--- Aim of the task ---
Exact output of all the records is required.

--- Provided records ---
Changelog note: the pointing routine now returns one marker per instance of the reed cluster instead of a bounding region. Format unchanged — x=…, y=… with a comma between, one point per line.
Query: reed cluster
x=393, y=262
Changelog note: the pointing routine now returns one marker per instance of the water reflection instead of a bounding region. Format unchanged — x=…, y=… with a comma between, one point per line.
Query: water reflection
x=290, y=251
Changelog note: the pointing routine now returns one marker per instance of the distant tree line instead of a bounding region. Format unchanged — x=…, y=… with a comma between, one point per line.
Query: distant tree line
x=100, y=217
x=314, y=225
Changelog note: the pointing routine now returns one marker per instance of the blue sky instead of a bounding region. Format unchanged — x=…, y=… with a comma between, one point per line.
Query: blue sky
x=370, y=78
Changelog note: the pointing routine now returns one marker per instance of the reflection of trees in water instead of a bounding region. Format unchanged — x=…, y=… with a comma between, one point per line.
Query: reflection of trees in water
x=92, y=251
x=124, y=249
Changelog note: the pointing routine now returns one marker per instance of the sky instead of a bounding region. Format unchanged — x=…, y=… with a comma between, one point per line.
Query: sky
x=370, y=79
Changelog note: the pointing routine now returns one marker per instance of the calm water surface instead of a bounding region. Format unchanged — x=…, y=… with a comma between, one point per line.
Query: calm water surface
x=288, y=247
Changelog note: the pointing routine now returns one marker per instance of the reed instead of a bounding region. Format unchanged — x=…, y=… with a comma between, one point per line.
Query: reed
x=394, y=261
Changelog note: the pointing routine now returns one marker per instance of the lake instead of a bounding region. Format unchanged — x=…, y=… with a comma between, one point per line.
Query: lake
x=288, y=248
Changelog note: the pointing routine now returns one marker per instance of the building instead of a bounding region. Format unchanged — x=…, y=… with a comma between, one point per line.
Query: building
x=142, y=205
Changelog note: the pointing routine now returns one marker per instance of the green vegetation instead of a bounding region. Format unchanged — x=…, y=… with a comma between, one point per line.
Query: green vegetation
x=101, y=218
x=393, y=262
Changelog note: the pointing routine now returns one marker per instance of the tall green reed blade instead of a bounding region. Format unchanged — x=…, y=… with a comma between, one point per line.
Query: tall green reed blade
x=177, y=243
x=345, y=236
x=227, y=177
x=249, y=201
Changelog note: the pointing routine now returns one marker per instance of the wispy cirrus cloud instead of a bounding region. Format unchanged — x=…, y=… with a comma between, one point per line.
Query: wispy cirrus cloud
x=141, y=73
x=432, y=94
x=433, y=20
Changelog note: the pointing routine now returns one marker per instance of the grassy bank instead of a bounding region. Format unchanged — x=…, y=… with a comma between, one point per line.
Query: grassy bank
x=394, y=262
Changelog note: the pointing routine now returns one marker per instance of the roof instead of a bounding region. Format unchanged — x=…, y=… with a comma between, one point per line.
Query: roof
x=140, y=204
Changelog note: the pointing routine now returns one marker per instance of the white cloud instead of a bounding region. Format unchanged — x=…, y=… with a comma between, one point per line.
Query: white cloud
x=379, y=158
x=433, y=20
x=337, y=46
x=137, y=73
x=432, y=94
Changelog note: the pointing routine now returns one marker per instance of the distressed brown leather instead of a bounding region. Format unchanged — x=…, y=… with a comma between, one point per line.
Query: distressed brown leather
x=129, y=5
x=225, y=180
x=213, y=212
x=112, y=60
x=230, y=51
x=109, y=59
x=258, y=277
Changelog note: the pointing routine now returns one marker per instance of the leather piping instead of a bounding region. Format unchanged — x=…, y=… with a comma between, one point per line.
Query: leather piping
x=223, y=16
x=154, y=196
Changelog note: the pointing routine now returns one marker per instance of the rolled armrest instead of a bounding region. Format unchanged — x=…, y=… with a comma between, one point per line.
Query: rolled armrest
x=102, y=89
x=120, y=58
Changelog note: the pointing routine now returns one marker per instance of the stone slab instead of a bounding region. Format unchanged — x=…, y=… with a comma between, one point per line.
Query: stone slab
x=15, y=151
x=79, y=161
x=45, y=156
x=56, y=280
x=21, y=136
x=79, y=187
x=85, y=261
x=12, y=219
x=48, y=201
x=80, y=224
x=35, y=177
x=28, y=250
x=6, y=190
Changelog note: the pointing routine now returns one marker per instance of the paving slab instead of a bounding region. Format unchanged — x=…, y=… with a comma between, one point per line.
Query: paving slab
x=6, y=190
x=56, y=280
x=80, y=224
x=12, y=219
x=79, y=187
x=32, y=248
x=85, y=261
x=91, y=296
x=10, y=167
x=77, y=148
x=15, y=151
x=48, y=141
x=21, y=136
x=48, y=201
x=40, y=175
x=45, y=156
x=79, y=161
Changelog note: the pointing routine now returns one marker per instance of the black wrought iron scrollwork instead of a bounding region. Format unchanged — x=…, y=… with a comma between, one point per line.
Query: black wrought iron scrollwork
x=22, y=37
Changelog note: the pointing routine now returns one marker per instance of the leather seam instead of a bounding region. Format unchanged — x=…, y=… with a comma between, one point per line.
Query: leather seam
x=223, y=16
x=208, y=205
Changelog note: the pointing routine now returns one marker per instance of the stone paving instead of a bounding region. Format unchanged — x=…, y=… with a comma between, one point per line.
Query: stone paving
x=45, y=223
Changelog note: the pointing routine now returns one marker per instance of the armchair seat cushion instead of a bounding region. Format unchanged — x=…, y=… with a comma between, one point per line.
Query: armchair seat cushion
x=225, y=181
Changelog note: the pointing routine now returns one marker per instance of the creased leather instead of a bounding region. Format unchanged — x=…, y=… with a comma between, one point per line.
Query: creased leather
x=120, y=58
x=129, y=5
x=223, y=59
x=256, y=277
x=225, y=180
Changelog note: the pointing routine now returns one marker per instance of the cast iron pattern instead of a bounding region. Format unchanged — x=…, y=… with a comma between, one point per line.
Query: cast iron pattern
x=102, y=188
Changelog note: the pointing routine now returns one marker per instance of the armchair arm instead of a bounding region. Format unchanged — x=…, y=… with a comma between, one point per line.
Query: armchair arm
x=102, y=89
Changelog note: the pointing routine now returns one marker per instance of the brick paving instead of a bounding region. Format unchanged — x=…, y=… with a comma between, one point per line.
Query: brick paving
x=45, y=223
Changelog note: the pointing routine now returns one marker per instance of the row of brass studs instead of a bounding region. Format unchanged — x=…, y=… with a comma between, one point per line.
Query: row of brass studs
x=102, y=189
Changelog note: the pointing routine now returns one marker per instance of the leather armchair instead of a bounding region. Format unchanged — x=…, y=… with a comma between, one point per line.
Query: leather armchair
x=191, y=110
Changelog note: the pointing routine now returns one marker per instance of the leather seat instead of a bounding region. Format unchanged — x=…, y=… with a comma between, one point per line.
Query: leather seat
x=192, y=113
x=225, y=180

--- Response ---
Changelog note: the pointing routine now returns one marker per instance of the reed cluster instead of a bounding region. Format unchanged — x=…, y=… with a comma between, one point per line.
Query: reed cluster
x=393, y=262
Changelog note: the pointing routine now returns one marker per instance of the water reflection instead of a bounding region. Format unchanged — x=…, y=… with a comma between, one point per line.
Query: water reflection
x=290, y=251
Changelog note: the pointing routine now returns one marker per instance of the distant tree line instead of a bounding region. Format unchanged — x=…, y=… with a comma between, one point per line.
Query: distant tree line
x=100, y=217
x=314, y=225
Changelog note: the pointing routine now returns one marker per instance of the blue sky instead of a bounding region. Format unchanged — x=…, y=… with a comma between, one point per line.
Query: blue sky
x=370, y=78
Changelog note: the pointing routine now returns one marker per instance of the reflection of trees in water instead of a bounding region. Format unchanged — x=…, y=… with a comma between, one point per line.
Query: reflection of trees in water
x=92, y=251
x=124, y=249
Changelog note: the pointing routine now returns one marker per instance of the sky instead of a bounding region. Format unchanged — x=…, y=… with a comma between, one point per line.
Query: sky
x=370, y=79
Changelog note: the pointing routine now returns one marker per instance of the calm water surface instead of a bounding region. Format unchanged — x=…, y=… with a comma between, one point per line.
Query: calm water surface
x=288, y=247
Changelog note: the pointing routine now returns one marker per instance of the reed instead of a bounding region. Format unchanged — x=…, y=… with a comma between, one point per line.
Query: reed
x=394, y=261
Changelog note: the pointing routine now returns one marker per instance of the lake instead of a bounding region. Format unchanged — x=…, y=… with a comma between, one point per line.
Query: lake
x=288, y=248
Changelog note: the pointing routine now returns one marker per instance of the building instead of a bounding region. Format unchanged — x=…, y=… with a comma between, one point per line.
Query: building
x=142, y=205
Changelog note: the pointing routine now returns one marker per instance of the green vegetation instead of a bounding region. Format unchanged — x=…, y=… with a comma between, one point per line.
Query: green vegetation
x=101, y=218
x=393, y=262
Changelog note: the pointing routine now returns one marker per instance of the tall green reed blade instead of a bounding region. Format unchanged — x=…, y=… with a comma between, one point per line.
Query: tall green reed blade
x=177, y=243
x=345, y=236
x=227, y=177
x=249, y=201
Changelog note: the pointing routine now returns one marker per instance of the wispy cirrus cloud instead of a bounding region. Format unchanged — x=…, y=… with a comma between, one point per line.
Query: wispy cirrus cloud
x=141, y=73
x=432, y=94
x=433, y=20
Changelog note: the pointing routine now returns one marker per instance of the grassy bank instead of a bounding region. Format unchanged — x=…, y=… with a comma between, one point per line.
Query: grassy bank
x=394, y=262
Changelog note: the pointing routine now returns one marker per instance of the roof instead of a bounding region. Format unchanged — x=…, y=… with a comma between, one point per line.
Query: roof
x=140, y=204
Changelog note: the pointing routine now returns one marker per instance of the white cloud instead of a bounding region. Format unchanged — x=…, y=… with a comma between, one point per line.
Query: white cloud
x=379, y=158
x=433, y=20
x=337, y=46
x=137, y=73
x=432, y=94
Changelog note: the pointing routine now returns one marker per instance of the distressed brown leather instead of a bounding region. Format unchanged — x=…, y=… with a comma between, one point per line.
Query: distressed brown leather
x=129, y=5
x=225, y=180
x=213, y=212
x=112, y=60
x=230, y=51
x=109, y=59
x=258, y=277
Changelog note: the pointing routine now returns one marker per instance of the leather piping instead of a bounding region. Format unchanged — x=…, y=… with a comma between, one point per line.
Query: leather piping
x=223, y=16
x=154, y=196
Changelog note: the pointing routine now returns one marker per instance of the rolled armrest instead of a bounding region. Format unchanged — x=…, y=… with a comma between, one point per line.
Query: rolled armrest
x=102, y=89
x=120, y=58
Changelog note: the pointing routine now returns one marker per instance of the stone slab instead of a bounding region. Format unchanged — x=…, y=… with a comma between, one point per line.
Query: stone slab
x=15, y=151
x=79, y=161
x=45, y=156
x=56, y=280
x=21, y=136
x=79, y=187
x=85, y=261
x=12, y=219
x=48, y=201
x=80, y=224
x=35, y=177
x=28, y=250
x=6, y=190
Changelog note: the pointing routine now returns one marker per instance of the paving slab instead of a bounding region. Format unchanged — x=…, y=… with a comma between, one point per line.
Query: paving slab
x=6, y=190
x=56, y=280
x=80, y=224
x=12, y=219
x=79, y=187
x=32, y=248
x=85, y=261
x=91, y=296
x=10, y=167
x=77, y=148
x=15, y=151
x=48, y=141
x=21, y=136
x=48, y=201
x=40, y=175
x=45, y=156
x=79, y=161
Changelog note: the pointing routine now returns one marker per instance of the black wrought iron scrollwork instead of a bounding region. Format unchanged — x=…, y=… with a comma between, one point per line.
Query: black wrought iron scrollwork
x=22, y=37
Changelog note: the pointing routine now returns one marker per instance of the leather seam instead of a bounding region. Format unchanged — x=…, y=… with a comma between, one point per line.
Query: leather seam
x=223, y=16
x=208, y=205
Changelog note: the pointing routine now returns one marker per instance of the stone paving instead of a bounding region. Format unchanged — x=…, y=… with a comma between, one point per line.
Query: stone paving
x=45, y=223
Changelog note: the pointing routine now returns one marker per instance of the armchair seat cushion instead of a bounding region. Format unchanged — x=…, y=… with a comma between, one point per line.
Query: armchair seat cushion
x=225, y=181
Changelog note: the pointing routine now returns one marker per instance of the creased leather instead of a bounding region. Format unchanged — x=…, y=… with a comma between, one point per line.
Query: creased leather
x=120, y=58
x=129, y=5
x=223, y=59
x=256, y=277
x=225, y=180
Changelog note: the pointing routine now returns one marker per instance of the cast iron pattern instead of a bounding region. Format unchanged — x=…, y=… with a comma between, one point per line.
Query: cast iron pattern
x=102, y=188
Changelog note: the pointing routine now returns one marker per instance of the armchair arm instead of a bounding region. Format unchanged — x=…, y=… with a comma between, one point per line.
Query: armchair arm
x=102, y=89
Changelog note: the pointing routine now returns one marker per instance of the brick paving instead of a bounding region. Format unchanged — x=…, y=… with a comma between, one point per line.
Query: brick paving
x=45, y=223
Changelog note: the pointing routine now returns one marker per instance of the row of brass studs instead of a bounding region. Format unchanged — x=…, y=… with a comma between, one point per line.
Query: row of brass studs
x=102, y=189
Changelog note: the pointing routine now returns one marker per instance of the leather armchair instead of a bounding region. Format unchanged — x=…, y=… with a comma between, one point per line.
Query: leather armchair
x=191, y=110
Changelog note: the pointing routine now returns one marker per instance of the leather seat instead of a bounding region. Format unchanged — x=…, y=… with a comma between, one point per line.
Query: leather seat
x=192, y=113
x=225, y=180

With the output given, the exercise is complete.